> Given records
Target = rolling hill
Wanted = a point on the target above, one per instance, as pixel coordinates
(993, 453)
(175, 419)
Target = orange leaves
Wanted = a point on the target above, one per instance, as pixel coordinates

> Exercise goal
Copy every one of the rows above word for word.

> Correct response
Target = rolling hill
Wanted = a point on the target above, one per instance, as pixel coordinates
(993, 453)
(175, 419)
Target = orange leaves
Wanted = a point on the target above, one per instance, as pixel coordinates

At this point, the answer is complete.